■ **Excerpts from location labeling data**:
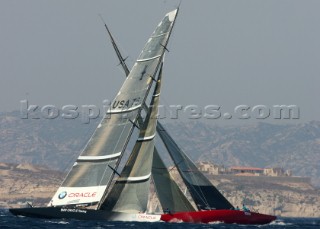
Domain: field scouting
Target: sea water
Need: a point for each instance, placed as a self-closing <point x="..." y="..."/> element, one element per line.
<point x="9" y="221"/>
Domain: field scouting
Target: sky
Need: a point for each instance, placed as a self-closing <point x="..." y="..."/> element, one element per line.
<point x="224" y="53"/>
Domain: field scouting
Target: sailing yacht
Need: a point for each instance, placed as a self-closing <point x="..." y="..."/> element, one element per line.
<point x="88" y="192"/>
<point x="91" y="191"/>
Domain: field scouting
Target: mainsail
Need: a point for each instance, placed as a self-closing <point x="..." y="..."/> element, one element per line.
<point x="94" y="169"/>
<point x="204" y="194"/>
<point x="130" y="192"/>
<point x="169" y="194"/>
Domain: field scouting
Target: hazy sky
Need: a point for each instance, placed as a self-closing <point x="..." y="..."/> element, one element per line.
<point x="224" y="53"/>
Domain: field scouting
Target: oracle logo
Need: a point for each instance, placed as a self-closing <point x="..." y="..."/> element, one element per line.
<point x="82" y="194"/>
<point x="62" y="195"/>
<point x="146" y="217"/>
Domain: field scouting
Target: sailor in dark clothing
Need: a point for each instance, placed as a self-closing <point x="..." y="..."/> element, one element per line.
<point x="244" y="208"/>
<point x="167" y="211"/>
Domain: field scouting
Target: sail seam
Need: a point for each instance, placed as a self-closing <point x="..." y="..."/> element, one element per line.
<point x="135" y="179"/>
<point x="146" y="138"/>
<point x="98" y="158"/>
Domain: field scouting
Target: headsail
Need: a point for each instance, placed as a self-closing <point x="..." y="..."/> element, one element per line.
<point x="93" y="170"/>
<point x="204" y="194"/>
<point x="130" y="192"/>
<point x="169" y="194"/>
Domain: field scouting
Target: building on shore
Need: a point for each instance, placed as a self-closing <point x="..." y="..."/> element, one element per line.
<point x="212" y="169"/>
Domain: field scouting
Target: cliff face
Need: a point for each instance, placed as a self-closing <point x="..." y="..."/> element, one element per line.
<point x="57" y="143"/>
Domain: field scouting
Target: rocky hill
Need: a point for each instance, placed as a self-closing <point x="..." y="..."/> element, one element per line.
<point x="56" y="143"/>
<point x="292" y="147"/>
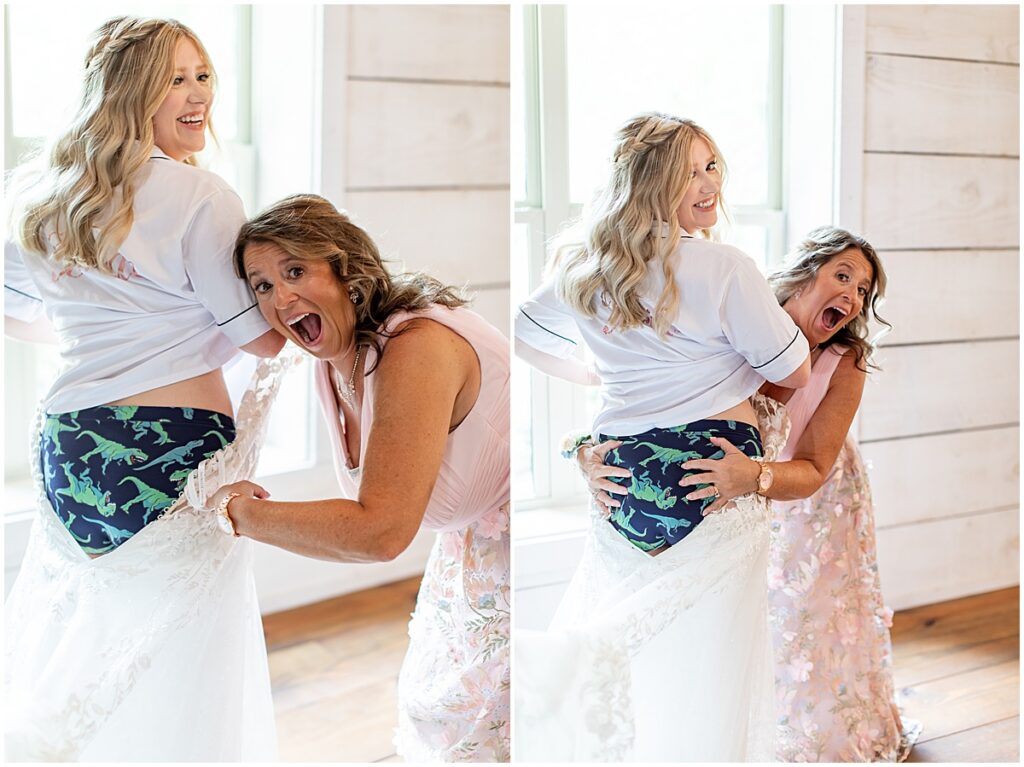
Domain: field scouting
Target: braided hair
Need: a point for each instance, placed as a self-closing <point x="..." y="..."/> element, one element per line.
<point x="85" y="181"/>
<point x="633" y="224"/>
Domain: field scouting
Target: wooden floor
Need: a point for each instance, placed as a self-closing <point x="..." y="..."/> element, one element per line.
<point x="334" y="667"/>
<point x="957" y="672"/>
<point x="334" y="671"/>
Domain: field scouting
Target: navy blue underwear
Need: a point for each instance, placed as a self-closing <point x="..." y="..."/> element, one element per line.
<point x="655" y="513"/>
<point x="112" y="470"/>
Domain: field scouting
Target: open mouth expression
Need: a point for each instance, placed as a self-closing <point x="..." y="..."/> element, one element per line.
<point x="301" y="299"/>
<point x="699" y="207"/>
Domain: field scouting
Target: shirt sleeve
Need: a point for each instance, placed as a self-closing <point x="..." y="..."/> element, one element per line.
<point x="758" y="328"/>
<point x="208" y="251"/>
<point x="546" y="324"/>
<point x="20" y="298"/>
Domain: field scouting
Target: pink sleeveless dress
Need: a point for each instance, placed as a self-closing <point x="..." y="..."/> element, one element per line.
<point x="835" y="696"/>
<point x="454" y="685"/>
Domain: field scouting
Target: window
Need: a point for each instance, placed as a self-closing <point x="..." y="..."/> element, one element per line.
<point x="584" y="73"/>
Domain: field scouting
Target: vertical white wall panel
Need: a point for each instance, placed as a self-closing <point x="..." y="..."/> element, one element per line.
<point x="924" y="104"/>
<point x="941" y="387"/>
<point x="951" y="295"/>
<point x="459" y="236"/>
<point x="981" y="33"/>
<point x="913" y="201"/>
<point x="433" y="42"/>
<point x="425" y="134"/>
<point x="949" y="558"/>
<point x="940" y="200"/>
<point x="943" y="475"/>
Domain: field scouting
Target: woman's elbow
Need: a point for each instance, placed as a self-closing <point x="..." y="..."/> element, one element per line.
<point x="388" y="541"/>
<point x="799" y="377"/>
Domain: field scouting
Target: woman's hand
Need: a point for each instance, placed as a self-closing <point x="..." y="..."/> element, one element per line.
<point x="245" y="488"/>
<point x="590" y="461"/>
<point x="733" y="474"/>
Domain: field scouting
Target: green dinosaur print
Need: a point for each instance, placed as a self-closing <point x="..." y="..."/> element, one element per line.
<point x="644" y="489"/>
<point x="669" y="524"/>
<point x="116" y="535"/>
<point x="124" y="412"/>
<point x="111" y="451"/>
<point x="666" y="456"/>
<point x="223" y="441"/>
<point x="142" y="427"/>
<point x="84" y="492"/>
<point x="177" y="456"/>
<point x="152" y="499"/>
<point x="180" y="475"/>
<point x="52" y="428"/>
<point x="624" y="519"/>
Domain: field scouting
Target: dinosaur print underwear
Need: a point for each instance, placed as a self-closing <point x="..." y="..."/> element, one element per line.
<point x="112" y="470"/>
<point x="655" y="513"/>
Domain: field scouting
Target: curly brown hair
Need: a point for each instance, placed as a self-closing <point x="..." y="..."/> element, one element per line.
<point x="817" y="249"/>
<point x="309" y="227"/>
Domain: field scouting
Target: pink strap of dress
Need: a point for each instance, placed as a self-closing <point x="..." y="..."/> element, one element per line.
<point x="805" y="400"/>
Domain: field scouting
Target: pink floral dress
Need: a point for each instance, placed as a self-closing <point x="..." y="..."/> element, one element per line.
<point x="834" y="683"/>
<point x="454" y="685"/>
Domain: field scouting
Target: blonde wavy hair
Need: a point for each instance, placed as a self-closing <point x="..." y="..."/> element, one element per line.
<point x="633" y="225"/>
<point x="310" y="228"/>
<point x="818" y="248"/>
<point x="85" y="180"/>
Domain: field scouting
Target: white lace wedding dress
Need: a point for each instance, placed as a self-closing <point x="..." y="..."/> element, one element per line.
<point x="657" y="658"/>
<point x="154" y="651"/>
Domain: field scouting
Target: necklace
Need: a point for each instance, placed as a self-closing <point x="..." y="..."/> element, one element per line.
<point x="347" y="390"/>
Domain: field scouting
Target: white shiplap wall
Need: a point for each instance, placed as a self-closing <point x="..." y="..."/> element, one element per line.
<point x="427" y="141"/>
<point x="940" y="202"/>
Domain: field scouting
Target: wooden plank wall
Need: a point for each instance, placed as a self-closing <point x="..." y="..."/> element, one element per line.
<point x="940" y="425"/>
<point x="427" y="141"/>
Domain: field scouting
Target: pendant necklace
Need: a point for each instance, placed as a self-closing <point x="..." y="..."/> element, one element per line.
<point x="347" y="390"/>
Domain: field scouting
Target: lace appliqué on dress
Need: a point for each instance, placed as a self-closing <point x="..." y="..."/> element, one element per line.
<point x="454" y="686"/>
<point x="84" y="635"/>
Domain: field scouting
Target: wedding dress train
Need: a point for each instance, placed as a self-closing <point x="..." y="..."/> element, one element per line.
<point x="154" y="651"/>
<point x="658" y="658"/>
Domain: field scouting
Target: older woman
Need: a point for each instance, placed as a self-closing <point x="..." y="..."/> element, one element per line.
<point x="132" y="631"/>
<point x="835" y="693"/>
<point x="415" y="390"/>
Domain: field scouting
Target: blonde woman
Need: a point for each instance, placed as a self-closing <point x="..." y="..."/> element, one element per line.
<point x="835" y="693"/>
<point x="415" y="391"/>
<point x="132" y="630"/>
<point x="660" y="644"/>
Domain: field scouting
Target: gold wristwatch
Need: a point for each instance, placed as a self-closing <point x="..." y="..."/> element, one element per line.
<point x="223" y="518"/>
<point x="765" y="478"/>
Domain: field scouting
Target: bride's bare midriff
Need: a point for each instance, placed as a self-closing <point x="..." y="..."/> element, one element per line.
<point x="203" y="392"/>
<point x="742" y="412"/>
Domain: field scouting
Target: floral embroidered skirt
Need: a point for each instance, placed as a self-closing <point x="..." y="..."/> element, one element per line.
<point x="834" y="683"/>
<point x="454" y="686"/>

■ **YOUR GOAL**:
From the records above, pick out and copy every line that contains the string "wall". Case counts.

■ **SOLUTION**:
Target: vertical white wall panel
Target: white shiplap wall
Target: wooden plank wall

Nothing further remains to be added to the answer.